+++ Exercise data

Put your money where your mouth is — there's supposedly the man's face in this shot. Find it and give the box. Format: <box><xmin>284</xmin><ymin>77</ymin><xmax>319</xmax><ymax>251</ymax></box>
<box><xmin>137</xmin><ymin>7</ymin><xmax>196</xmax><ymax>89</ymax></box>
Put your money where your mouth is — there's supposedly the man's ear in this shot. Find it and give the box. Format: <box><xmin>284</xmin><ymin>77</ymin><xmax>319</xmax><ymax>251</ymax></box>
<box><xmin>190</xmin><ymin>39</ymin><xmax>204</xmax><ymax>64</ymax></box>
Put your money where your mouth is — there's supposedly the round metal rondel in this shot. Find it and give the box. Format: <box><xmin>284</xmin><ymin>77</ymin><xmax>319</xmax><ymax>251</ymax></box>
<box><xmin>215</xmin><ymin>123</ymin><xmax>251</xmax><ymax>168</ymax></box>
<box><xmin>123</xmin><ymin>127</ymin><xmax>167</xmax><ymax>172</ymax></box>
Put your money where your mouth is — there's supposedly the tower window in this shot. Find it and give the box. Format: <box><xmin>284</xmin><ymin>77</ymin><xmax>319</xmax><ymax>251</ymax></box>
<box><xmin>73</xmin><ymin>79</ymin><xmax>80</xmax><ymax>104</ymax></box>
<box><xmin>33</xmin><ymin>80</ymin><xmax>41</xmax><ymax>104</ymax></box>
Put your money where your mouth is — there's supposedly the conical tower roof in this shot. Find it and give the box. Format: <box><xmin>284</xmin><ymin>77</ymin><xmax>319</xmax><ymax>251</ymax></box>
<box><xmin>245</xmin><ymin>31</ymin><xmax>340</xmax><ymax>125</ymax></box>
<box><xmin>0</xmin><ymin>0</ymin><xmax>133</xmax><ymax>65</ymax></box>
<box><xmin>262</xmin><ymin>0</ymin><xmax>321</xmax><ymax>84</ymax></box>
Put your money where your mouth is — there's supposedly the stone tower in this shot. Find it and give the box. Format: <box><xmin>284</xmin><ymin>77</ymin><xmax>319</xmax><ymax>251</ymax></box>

++++++

Set problem
Select and copy every row above that contains the word "give", matching case exactly.

Written response
Put your money where your mouth is — there's supposedly the man's face in this shot. Find it and give the box. Format: <box><xmin>284</xmin><ymin>77</ymin><xmax>319</xmax><ymax>251</ymax></box>
Put your money where your mouth is — there's supposedly the man's ear in this shot. Find it and give the box. Format: <box><xmin>284</xmin><ymin>77</ymin><xmax>319</xmax><ymax>251</ymax></box>
Put your money where your mouth is — there's supposedly the round metal rondel in this shot. Find it and give the box. Format: <box><xmin>284</xmin><ymin>77</ymin><xmax>319</xmax><ymax>251</ymax></box>
Put your money where your mouth is — there's supposedly the tower window in this shot. Find it and give the box. Format: <box><xmin>284</xmin><ymin>77</ymin><xmax>319</xmax><ymax>251</ymax></box>
Put your money where your mouth is — there's supposedly the conical tower roof in this shot. Find it and give the box. Format: <box><xmin>284</xmin><ymin>77</ymin><xmax>319</xmax><ymax>251</ymax></box>
Put your money where your mouth is — there's supposedly the stone tower in this shot. Find it and give the box. Format: <box><xmin>284</xmin><ymin>77</ymin><xmax>319</xmax><ymax>251</ymax></box>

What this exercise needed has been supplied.